WHAT IS BEING ASKED: The lines below, beginning at the one that contains "Query: circular logo" and ending at the last, are to be retyped exactly.

TASK INPUTS:

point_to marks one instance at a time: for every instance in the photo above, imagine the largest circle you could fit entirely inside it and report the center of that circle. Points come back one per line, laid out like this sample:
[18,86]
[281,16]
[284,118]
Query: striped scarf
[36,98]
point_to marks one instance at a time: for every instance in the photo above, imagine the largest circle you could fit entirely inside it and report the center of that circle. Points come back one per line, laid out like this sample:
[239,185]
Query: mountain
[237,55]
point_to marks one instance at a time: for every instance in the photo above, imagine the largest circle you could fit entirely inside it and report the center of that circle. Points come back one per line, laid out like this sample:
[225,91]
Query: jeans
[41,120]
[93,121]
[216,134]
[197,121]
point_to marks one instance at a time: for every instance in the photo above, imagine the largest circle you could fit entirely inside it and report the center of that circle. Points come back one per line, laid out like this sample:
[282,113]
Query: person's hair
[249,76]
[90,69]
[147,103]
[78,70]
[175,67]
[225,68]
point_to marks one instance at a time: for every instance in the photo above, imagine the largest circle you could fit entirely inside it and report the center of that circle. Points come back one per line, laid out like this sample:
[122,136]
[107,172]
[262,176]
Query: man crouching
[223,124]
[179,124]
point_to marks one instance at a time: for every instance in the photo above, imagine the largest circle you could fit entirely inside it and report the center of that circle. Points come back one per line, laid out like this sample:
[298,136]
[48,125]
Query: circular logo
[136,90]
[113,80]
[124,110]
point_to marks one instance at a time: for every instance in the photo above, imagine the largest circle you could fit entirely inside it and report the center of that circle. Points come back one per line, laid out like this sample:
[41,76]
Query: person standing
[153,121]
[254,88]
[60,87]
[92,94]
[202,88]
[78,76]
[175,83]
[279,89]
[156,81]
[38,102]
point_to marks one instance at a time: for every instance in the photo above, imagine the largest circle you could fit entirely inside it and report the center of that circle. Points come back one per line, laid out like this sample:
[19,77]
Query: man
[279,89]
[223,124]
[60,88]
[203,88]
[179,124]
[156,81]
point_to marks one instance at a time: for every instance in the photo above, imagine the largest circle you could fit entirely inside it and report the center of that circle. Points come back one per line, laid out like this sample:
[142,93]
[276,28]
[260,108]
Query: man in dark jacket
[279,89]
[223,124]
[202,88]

OUTPUT FOR THIS TASK:
Query: circular logo
[136,90]
[113,80]
[124,110]
point_to marks one instance at a time: for every instance in the photo above, imagine the largest circle you could fit entirely inside it and report the center of that circle. Points come back one per line, laid out like this sample:
[41,76]
Query: person standing
[153,121]
[254,88]
[60,87]
[92,94]
[202,88]
[78,76]
[175,83]
[279,89]
[156,81]
[38,102]
point_to marks one instance at a time: for every instance in the photo above, imagine the largest circle you could fit entirely inside it and report the center of that circle. Points come back one per line, laid out like this sample:
[19,77]
Query: man
[279,89]
[223,124]
[60,88]
[203,88]
[179,124]
[156,81]
point_to marks one instance at a time: for every instance in the photo above, imagine the largest circle you could fit entirely inside it and report the center of that circle. Points come back one per line, laid out like this sample:
[142,93]
[276,28]
[260,108]
Query: man in dark jacket
[279,89]
[223,124]
[202,88]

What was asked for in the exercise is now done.